» **TASK INSTRUCTIONS**: Show every line in the material below that contains the word "blonde" and copy each such line in full.

[Dataset excerpts on pointing at objects]

══════════

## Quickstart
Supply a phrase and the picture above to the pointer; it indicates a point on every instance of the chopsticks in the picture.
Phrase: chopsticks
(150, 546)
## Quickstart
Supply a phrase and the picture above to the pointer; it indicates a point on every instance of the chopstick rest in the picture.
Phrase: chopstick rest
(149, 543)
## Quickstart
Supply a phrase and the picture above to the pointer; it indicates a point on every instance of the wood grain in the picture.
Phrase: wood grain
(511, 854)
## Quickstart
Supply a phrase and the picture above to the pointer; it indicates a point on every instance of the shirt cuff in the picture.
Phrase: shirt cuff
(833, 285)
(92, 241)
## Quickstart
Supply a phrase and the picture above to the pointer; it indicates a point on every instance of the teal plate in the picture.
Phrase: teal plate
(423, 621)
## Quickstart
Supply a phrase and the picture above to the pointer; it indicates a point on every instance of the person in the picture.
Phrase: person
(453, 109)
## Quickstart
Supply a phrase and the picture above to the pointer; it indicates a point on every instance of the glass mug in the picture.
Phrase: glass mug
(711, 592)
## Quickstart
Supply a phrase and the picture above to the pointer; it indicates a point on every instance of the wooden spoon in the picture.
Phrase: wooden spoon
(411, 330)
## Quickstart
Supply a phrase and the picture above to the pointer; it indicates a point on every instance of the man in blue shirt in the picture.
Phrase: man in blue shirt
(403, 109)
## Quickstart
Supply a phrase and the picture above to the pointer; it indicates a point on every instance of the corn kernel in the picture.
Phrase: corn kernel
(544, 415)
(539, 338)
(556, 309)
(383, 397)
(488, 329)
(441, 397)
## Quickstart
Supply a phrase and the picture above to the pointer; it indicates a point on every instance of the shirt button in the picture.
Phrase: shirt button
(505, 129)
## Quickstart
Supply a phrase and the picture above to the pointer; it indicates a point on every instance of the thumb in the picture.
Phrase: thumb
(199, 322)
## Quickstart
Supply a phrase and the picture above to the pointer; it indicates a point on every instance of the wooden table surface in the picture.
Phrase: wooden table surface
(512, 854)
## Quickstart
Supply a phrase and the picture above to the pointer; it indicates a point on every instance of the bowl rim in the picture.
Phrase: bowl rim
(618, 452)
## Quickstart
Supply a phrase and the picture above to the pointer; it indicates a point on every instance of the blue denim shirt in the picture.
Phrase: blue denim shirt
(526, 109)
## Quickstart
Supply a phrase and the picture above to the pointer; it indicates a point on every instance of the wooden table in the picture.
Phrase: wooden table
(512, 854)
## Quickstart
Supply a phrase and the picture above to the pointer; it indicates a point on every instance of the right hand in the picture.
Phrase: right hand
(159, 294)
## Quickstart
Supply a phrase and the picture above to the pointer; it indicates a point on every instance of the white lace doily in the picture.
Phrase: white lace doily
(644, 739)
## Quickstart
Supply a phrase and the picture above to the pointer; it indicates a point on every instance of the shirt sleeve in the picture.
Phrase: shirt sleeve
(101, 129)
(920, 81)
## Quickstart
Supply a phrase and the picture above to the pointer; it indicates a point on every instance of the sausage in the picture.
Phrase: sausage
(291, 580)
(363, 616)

══════════

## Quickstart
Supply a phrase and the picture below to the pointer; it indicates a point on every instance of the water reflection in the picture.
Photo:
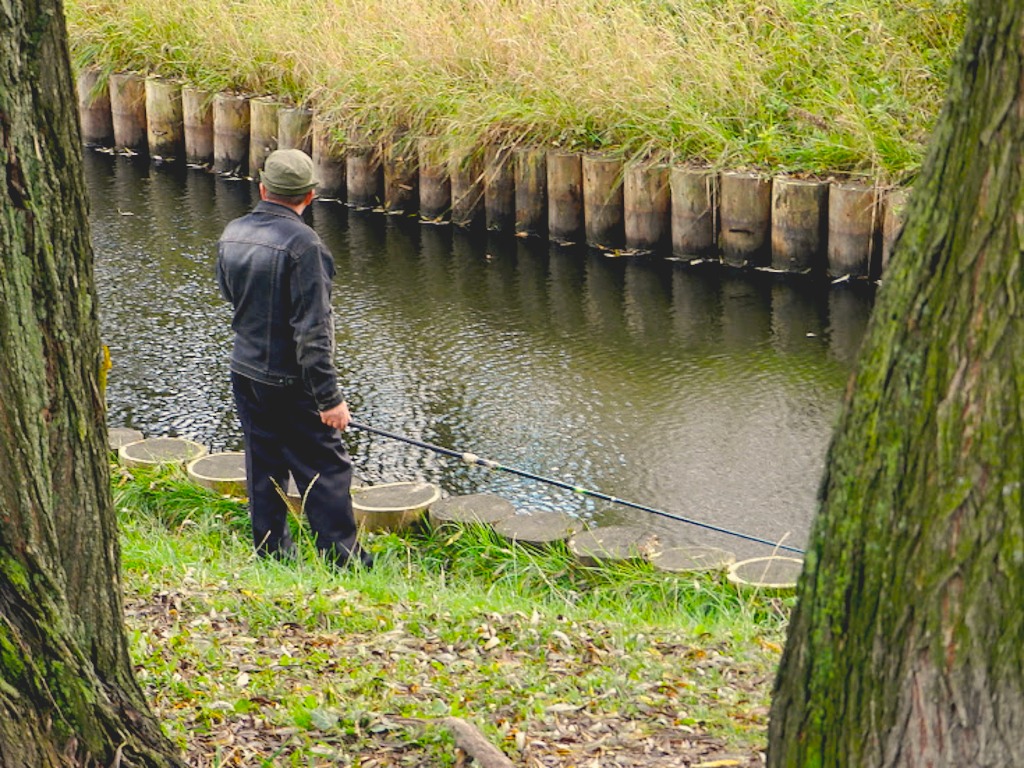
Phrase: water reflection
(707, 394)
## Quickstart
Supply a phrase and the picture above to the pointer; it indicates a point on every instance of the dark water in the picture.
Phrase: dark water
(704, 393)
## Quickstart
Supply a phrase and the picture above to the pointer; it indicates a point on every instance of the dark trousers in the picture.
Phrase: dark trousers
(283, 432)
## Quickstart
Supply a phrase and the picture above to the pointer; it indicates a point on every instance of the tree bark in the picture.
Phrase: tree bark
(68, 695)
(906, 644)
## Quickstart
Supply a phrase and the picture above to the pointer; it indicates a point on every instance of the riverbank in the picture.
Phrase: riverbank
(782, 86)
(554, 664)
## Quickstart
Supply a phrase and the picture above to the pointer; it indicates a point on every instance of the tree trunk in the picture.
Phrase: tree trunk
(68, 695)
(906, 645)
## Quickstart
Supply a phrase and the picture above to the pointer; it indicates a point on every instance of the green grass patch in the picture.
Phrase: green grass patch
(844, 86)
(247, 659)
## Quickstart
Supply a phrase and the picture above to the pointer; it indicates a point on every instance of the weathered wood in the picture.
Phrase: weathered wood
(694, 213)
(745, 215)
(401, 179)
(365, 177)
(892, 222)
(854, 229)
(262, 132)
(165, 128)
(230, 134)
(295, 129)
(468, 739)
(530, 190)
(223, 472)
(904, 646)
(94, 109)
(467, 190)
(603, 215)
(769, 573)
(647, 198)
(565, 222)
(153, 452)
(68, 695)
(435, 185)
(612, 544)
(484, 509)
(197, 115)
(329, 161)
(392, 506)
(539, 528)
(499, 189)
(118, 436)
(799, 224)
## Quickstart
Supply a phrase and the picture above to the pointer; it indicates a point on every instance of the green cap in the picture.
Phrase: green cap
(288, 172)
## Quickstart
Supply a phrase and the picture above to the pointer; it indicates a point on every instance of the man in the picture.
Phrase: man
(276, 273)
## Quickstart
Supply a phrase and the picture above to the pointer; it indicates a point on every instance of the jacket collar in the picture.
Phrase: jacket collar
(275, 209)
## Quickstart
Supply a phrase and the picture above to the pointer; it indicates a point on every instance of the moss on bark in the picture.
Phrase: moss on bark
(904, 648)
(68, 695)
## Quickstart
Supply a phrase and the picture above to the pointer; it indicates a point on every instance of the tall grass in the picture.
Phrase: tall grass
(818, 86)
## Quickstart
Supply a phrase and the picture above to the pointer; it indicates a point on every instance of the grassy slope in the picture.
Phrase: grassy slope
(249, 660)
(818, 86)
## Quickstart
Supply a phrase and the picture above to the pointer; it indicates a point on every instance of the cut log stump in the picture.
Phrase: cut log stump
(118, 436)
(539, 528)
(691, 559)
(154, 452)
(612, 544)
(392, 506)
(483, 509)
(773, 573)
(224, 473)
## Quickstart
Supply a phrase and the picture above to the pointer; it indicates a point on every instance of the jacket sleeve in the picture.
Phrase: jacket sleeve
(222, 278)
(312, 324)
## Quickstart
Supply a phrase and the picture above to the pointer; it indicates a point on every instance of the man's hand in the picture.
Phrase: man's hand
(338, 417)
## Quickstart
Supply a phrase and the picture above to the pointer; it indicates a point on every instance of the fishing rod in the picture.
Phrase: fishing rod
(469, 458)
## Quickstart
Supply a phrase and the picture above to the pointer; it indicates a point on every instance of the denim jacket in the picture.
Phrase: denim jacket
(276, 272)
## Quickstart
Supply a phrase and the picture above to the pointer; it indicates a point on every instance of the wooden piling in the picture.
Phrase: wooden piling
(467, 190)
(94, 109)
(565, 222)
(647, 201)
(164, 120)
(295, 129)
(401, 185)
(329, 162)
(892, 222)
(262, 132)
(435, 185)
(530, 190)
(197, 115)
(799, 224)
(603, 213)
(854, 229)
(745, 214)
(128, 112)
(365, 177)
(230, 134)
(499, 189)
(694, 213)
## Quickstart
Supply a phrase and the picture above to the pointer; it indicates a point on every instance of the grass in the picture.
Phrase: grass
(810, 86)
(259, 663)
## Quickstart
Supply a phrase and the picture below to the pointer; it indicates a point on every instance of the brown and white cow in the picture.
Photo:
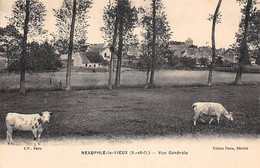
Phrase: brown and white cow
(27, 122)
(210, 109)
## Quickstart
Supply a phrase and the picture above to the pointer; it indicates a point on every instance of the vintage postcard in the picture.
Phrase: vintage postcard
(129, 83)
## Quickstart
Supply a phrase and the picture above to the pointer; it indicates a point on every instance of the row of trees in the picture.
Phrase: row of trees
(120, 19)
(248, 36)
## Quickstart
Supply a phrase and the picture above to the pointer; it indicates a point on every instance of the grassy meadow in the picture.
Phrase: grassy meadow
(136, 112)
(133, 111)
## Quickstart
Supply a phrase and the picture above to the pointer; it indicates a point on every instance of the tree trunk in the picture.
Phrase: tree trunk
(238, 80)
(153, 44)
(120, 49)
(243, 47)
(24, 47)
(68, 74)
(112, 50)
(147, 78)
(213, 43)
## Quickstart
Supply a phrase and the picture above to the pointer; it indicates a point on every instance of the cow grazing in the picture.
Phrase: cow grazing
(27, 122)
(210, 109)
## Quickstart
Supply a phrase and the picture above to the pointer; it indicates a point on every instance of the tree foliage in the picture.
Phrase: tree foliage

══════════

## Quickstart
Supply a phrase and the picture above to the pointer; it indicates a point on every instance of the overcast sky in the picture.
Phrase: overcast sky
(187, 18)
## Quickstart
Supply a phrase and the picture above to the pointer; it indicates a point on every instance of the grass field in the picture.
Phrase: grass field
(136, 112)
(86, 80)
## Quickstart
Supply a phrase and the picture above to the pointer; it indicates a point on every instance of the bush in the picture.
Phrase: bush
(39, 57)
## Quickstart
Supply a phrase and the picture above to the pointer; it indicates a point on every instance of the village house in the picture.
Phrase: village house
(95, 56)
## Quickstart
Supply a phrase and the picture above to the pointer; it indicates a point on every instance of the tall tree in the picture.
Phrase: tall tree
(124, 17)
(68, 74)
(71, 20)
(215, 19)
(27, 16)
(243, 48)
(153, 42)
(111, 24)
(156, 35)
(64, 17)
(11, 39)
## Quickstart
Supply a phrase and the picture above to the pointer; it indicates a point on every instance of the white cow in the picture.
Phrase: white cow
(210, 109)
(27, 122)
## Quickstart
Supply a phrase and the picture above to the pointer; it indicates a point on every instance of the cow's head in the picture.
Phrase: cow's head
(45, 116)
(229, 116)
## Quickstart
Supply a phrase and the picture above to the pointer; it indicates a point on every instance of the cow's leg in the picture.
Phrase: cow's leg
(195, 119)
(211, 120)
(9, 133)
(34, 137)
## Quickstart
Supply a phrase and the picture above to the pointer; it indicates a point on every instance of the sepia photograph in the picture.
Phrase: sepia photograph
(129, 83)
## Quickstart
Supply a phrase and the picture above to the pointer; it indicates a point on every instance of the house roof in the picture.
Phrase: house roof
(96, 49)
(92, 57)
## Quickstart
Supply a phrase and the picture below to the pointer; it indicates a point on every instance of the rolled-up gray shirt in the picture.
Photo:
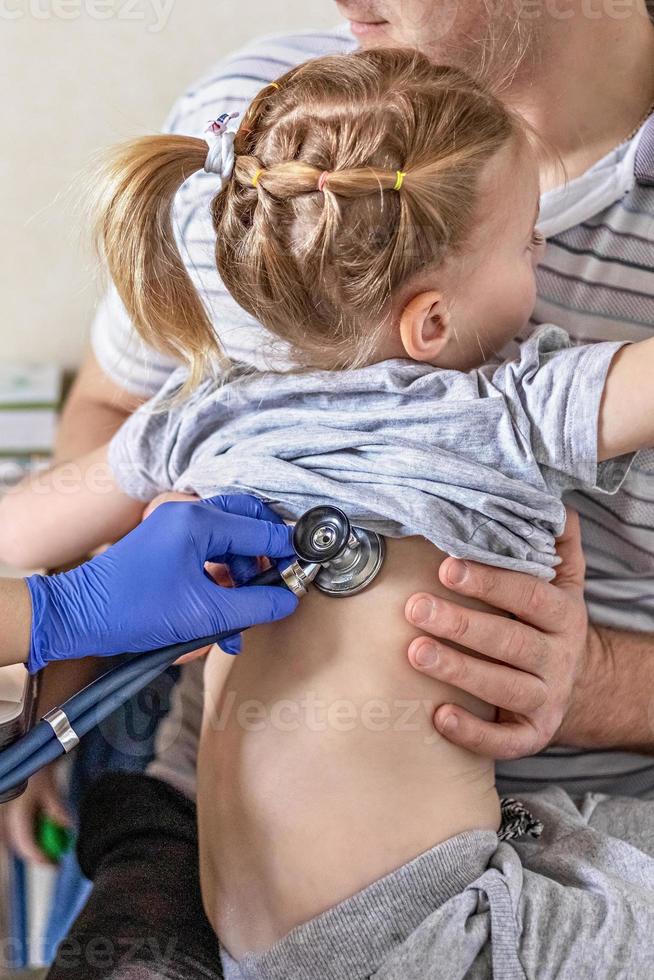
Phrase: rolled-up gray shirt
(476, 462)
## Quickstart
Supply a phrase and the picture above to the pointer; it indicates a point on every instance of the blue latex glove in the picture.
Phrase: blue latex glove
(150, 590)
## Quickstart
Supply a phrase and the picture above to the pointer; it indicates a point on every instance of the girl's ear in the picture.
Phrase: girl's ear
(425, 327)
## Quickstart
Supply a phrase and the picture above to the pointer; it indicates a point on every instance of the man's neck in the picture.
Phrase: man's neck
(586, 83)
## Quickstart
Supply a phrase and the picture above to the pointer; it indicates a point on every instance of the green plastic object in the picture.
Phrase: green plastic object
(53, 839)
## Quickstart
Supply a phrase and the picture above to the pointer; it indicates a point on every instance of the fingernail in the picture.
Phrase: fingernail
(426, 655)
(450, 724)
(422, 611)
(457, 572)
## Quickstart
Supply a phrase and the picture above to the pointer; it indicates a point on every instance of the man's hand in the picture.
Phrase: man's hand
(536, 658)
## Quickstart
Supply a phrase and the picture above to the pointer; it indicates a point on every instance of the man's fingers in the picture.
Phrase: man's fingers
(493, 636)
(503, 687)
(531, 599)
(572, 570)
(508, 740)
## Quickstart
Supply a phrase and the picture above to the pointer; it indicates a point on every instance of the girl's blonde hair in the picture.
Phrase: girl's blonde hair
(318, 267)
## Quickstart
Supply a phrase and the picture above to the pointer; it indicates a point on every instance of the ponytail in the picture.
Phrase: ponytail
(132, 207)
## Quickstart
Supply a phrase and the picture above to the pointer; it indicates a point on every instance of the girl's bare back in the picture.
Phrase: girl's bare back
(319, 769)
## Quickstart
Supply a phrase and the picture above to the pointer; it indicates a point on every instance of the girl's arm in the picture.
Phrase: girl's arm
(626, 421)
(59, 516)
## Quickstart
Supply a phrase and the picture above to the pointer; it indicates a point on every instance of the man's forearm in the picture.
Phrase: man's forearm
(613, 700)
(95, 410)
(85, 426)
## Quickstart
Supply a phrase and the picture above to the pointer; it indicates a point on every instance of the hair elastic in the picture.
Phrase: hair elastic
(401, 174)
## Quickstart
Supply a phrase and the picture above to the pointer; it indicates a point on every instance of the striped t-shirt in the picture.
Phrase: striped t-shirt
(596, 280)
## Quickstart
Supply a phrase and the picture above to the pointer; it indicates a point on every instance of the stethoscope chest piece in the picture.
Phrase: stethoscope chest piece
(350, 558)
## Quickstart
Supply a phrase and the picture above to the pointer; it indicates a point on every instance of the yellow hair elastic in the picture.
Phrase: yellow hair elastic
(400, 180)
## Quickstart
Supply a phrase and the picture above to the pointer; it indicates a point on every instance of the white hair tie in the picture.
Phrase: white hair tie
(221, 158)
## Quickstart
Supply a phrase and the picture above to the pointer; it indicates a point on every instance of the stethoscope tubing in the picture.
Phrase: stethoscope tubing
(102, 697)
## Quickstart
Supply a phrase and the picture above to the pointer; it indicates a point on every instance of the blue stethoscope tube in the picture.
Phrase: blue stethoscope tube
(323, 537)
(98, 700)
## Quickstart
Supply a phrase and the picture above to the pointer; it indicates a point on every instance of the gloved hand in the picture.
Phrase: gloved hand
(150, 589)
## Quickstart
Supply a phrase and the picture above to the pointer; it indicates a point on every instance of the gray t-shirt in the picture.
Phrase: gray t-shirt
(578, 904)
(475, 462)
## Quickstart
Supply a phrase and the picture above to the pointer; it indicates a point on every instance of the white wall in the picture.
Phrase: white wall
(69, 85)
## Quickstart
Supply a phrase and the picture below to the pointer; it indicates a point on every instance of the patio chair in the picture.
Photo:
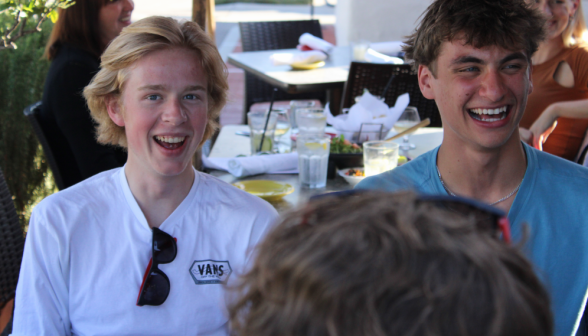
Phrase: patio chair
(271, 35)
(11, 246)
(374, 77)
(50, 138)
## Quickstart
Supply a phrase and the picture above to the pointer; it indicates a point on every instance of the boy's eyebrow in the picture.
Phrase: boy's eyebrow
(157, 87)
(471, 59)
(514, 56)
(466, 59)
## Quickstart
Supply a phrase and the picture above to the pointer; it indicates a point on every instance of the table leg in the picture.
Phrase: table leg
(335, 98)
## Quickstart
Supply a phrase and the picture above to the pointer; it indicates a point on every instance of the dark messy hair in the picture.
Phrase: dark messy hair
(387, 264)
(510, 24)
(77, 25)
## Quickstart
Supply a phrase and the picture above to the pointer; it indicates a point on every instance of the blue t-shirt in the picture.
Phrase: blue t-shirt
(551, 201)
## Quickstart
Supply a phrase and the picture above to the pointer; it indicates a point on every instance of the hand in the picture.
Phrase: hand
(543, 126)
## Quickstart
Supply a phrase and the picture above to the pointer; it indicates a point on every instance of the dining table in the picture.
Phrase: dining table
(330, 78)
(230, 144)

══════════

» **FINAL RESULT**:
Supply a phrase and the picture above to the pointer; it indicates a point on every instance of the girl's blonde hair in the picture.
Phrase: girl's blonde hair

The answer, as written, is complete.